* Your objective:
Continue the passage on the European Union's energy transition and import diversification, starting right after its final sentence.

Selected text section start

As highlighted by the SWOT analysis, the European Union currently benefits from a relatively coherent legal and strategic framework that can accelerate the green transition while supporting more efficient resource use to strengthen energy security. Nevertheless, greater attention should be paid to the mechanisms of a just transition, particularly in underdeveloped regions and vulnerable industrial sectors that may face difficulties adapting to the ambitious objectives set by the European Green Deal, Fit-for-55, and REPowerEU strategies. In addition, the transition process requires substantial investments in workforce reskilling, technological innovation, energy infrastructure, and strategic energy storage capacity to reduce long-term external vulnerabilities.
CONCLUSIONS
The current geopolitical context demonstrates that the European Green Deal, Fit-for-55, and REPowerEU can no longer be interpreted exclusively as environmental or climate-oriented initiatives. Increasingly, these strategies also function as instruments of geopolitical resilience, industrial transformation, and strategic autonomy within a highly unstable international energy market. At the same time, the accelerated energy transition creates significant asymmetries among Member States, as differences in industrial capacity, infrastructure, technological development, and fiscal resources affect their ability to adapt to the new energy framework. Consequently, maintaining the balance between climate ambitions, economic competitiveness, and social cohesion will remain one of the European Union’s main strategic challenges during the next decade. In this regard, investments in renewable energy, hydrogen technologies, energy storage systems, smart grids, and nuclear energy may gradually reduce the European Union’s structural external vulnerabilities and strengthen its long-term capacity to respond to future geopolitical shocks affecting global energy markets.
The empirical analysis demonstrates that the structure of the European Union’s energy imports has changed significantly after 2022. While the Russian Federation progressively lost its position as the EU’s main external energy supplier, the strategic importance of the United States and Middle Eastern partners increased substantially, particularly for LNG and petroleum imports. However, this diversification process also generated new geopolitical vulnerabilities associated with global maritime trade routes, politically unstable supplier regions, and the growing dependence on external energy supply chains.

Selected text section end
Data block section start

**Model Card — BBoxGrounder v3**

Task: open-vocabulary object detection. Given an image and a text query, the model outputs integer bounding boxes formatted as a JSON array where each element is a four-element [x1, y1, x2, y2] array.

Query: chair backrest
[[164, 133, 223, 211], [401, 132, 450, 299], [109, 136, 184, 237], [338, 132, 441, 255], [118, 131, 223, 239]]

Data block section end

* Exercise result:
Against the backdrop of overlapping geopolitical and energy crises stemming from the prolonged conflicts in Ukraine and the Middle East, the European Union may increasingly need to strengthen its internal energy production capacity and reduce its excessive dependence on global energy value chains. Consequently, greater emphasis could be placed on the development of domestic renewable energy production, hydrogen technologies, strategic storage infrastructure, and, where politically and economically feasible, the modernisation or reopening of nuclear energy capacities. In the long term, the consolidation of European energy security will depend not only on supplier diversification but also on the European Union’s capacity to enhance strategic autonomy and internal resilience in an increasingly fragmented geopolitical environment.
Data Availability Statement
The data used in this research are publicly available through the Eurostat COMEXT (EasyComext) database and were used to analyse the European Union’s energy trade flows. The datasets can be accessed online at: https://ec.europa.eu/eurostat/comext/newxtweb/setupdimselection.do
The research is based exclusively on publicly available statistical data accessible to researchers and interested institutions. No original datasets were generated during the study.